- **Short problem**
Output the full listing word for word.

- **Provided records**
>>>

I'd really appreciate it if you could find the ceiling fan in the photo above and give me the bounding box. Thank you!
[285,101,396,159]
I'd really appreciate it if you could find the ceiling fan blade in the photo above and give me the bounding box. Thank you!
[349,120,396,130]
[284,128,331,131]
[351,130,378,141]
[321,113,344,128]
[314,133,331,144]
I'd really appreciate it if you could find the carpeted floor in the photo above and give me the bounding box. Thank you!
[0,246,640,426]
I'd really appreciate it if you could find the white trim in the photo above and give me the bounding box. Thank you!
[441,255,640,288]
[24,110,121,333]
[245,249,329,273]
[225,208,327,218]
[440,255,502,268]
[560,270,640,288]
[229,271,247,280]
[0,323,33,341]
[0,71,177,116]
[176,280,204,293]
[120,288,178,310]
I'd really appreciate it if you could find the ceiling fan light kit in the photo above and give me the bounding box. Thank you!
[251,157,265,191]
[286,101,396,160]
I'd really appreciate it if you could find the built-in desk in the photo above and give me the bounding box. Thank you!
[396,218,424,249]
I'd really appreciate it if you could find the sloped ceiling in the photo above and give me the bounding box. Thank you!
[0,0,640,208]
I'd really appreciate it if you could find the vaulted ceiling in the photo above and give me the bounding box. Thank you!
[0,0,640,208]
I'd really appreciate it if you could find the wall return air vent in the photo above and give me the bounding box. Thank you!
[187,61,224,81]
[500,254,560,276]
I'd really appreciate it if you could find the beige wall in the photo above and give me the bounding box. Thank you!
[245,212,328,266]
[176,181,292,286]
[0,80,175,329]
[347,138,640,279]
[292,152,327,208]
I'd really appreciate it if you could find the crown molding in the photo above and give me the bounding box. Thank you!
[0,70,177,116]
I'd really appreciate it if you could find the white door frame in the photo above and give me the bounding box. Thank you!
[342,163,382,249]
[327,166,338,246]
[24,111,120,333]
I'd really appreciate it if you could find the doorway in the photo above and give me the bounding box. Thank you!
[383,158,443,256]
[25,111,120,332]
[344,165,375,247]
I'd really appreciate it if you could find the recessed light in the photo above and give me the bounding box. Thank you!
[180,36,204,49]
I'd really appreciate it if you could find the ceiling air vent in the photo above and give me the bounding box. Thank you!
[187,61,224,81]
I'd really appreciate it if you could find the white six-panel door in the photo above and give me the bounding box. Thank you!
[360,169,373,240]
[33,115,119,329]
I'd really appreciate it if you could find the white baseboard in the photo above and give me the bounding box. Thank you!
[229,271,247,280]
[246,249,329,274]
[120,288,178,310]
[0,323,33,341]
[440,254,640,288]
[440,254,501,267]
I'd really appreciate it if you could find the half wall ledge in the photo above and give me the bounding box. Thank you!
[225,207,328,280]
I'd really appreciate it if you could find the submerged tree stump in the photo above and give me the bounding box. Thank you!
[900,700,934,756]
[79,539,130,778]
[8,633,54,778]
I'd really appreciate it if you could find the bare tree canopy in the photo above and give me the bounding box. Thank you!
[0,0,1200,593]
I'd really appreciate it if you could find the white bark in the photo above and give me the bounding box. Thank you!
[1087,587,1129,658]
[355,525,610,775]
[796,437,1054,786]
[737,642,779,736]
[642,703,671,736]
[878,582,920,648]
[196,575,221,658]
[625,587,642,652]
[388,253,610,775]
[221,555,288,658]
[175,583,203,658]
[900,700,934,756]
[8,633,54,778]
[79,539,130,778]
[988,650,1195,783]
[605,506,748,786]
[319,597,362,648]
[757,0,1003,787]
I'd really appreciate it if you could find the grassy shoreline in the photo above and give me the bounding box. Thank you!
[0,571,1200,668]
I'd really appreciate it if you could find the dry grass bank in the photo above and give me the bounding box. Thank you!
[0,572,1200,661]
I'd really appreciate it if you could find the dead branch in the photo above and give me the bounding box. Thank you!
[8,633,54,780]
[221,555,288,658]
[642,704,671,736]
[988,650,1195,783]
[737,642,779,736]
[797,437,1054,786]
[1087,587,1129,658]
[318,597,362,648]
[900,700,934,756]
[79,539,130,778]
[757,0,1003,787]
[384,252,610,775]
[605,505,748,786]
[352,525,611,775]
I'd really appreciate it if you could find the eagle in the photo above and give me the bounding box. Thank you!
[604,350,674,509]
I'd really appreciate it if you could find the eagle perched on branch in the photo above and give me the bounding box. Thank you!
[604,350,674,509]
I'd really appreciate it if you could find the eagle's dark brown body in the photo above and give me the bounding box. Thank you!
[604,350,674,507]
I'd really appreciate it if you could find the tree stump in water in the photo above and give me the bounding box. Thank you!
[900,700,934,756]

<<<

- **Result for this task**
I'd really appreciate it if you could find the ceiling fan in the photo above and give me the bounding box. Thank you!
[285,101,396,159]
I'd really appreciate it if you could find the ceiling fan blade in the photo above and give me the bounding box. Thank you!
[349,120,396,130]
[284,128,331,131]
[351,130,378,141]
[321,113,344,128]
[314,133,331,144]
I'd really appreciate it if you could find the carpeted floor in the photo above and give me the bounding box. Thank you!
[0,246,640,426]
I'd really appreciate it if you could find the white trim in the photo above and give me the bounding box. Thank you!
[441,255,640,288]
[24,110,121,333]
[245,249,329,273]
[225,208,327,218]
[440,255,502,268]
[560,270,640,288]
[229,271,247,280]
[0,323,33,341]
[0,71,177,116]
[176,280,204,293]
[120,288,178,310]
I'd really appreciate it if you could find the ceiling fan light kit in the photo above and give me the bounding box. Thank you!
[251,157,265,191]
[286,101,396,160]
I'd really appreciate it if you could find the built-in desk in the photo above and give me the bounding box. Thank you!
[396,218,424,249]
I'd really appreciate it if you could find the sloped ceiling in the photo above and give me the bounding box. Thank you!
[0,0,640,208]
I'd really appreciate it if you could find the vaulted ceiling in the photo above and give me the bounding box. Thank you!
[0,0,640,208]
I'd really appreciate it if you could find the wall return air vent in the photo above and give me the bounding box. Thank you!
[187,61,224,81]
[500,254,560,276]
I'd really appreciate it if you could find the beige wall in the photo above and give me the bounding box. Thank you!
[245,212,328,266]
[176,181,292,286]
[0,80,175,329]
[347,138,640,279]
[292,152,327,208]
I'd really appreciate it if you could find the crown molding in the photo above and give me the bounding box. Thank you!
[0,70,177,116]
I'd really appreciate it if you could find the white door frame in the photo above and give me the bounding box. Thank you!
[342,163,382,249]
[327,166,338,246]
[24,111,120,333]
I'd really appreciate it if you could find the doorway in the photo above and give me the bounding box. Thank you!
[383,158,443,256]
[25,111,120,332]
[344,165,375,247]
I'd really appreciate it if you could find the recessed light in the photo above and give me the bounding box. Thank you!
[180,36,204,49]
I'd really appreciate it if you could find the ceiling air vent in the photo above and give me the bounding box. Thank you!
[187,61,224,81]
I'd really appreciate it if you could find the white six-panel door in the photo above and give me the bounding box. Thank you!
[360,169,373,240]
[33,115,119,329]
I'd really appreciate it if you could find the white baseboard in the photo above and give me the bounding box. Thank you!
[229,271,247,280]
[246,249,329,274]
[120,288,178,310]
[0,323,33,341]
[440,254,640,288]
[440,254,501,267]
I'd really appreciate it if you could find the half wall ledge in the photo above and give me the bounding box. Thank you!
[225,207,328,280]
I'd really appreciate it if you could find the submerged tree stump in the photo above and give me the bounding box. Thank you!
[900,700,934,756]
[79,539,130,778]
[8,633,54,778]
I'd really appreciate it if you could find the bare tree canopy in the photo above and give me the bounding box. Thank you!
[0,0,1200,593]
I'd really appreciate it if you could find the white bark in the photo above and give me the bounding box. Thank you!
[1087,587,1129,658]
[355,525,610,775]
[796,437,1054,786]
[737,642,779,736]
[642,703,671,736]
[878,582,920,648]
[196,575,221,658]
[625,587,642,652]
[388,253,610,775]
[221,555,288,658]
[175,583,203,658]
[900,700,934,756]
[8,633,54,778]
[79,539,130,778]
[988,650,1195,783]
[605,506,748,786]
[319,597,362,648]
[757,0,1003,787]
I'd really appreciate it if you could find the grassy shoreline in the photo above and give me the bounding box. Thank you!
[0,571,1200,668]
I'd really appreciate it if you could find the dry grass bank in the photo above and give me the bounding box. Thank you!
[0,572,1200,661]
I'd really appreciate it if you could find the dead branch in the photo above and give me the bounding box. Thank you!
[8,633,54,780]
[221,555,288,658]
[642,704,671,736]
[988,650,1195,783]
[737,642,779,736]
[797,437,1054,786]
[1087,587,1129,658]
[318,597,362,648]
[900,700,934,756]
[79,539,130,778]
[757,0,1003,787]
[384,252,610,775]
[605,505,748,786]
[352,525,611,775]
I'd really appreciate it if you could find the eagle in the photo above and give me the bounding box. Thank you!
[604,350,674,509]
I'd really appreciate it if you could find the eagle perched on branch in the photo above and give me the bounding box. Thank you!
[604,350,674,509]
I'd really appreciate it if you could find the eagle's dark brown body in the photo above and give me the bounding box. Thank you!
[604,350,674,507]
I'd really appreciate it if you could find the tree stump in water in the photo above and give me the bounding box. Thank you!
[900,700,934,756]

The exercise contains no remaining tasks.